++++ Available data
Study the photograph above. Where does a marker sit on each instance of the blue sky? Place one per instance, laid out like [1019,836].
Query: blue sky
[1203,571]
++++++++
++++ Available data
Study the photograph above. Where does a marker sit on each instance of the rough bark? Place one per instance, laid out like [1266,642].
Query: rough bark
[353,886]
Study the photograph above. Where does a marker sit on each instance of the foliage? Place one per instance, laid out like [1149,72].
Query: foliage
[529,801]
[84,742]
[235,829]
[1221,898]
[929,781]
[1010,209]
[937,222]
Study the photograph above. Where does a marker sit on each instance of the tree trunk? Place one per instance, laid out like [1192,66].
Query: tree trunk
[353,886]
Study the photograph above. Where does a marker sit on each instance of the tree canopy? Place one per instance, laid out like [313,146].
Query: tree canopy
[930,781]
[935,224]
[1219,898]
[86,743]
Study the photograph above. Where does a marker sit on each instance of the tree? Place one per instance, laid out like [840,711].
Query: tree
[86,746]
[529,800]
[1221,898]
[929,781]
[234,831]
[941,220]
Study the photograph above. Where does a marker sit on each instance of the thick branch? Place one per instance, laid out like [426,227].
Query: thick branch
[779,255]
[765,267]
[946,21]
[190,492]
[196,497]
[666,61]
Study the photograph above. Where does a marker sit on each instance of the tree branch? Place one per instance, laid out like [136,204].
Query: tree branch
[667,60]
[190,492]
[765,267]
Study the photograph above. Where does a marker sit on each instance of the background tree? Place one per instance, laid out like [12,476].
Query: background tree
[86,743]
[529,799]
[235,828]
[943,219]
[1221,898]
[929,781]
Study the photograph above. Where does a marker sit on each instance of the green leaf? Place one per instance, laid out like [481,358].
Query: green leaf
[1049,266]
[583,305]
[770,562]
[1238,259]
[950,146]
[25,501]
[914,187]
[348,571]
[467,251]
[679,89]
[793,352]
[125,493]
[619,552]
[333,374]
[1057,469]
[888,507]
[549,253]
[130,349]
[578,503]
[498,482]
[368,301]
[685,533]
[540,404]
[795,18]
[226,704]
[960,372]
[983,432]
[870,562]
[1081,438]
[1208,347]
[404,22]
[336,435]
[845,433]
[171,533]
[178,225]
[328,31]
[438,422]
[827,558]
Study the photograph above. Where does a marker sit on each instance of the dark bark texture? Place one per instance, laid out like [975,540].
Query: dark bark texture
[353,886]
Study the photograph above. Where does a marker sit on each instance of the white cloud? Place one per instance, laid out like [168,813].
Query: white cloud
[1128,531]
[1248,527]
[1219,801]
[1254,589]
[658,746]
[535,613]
++++++++
Task to complete | Write down, word for word, the lines above from the one containing "out like [1266,642]." through the one containing "out like [840,711].", both ends included.

Answer below |
Study the photograph above. Where does a marker sit on each instance of the rough bark? Place one per instance, laid out like [1266,642].
Query: rough bark
[353,886]
Study the photograph above. Where does a marker sit on each instance of the foliage? Place one per instance, laid out like [1149,72].
Query: foliage
[529,801]
[84,742]
[235,829]
[1221,898]
[929,781]
[1010,209]
[937,222]
Study the photograph above. Where does a marker sit on each instance of the tree trunk? Place one per instance, laid out like [1192,66].
Query: tree trunk
[353,886]
Study the photograph above. Where does a marker sit on each instance of the tree canopy? Place one per instance, laid out like [313,146].
Query: tree canopy
[930,781]
[935,224]
[1219,898]
[86,743]
Study the photograph above. Where does a marker sit on each instance of the tree? Place one per instance, laid out like [840,711].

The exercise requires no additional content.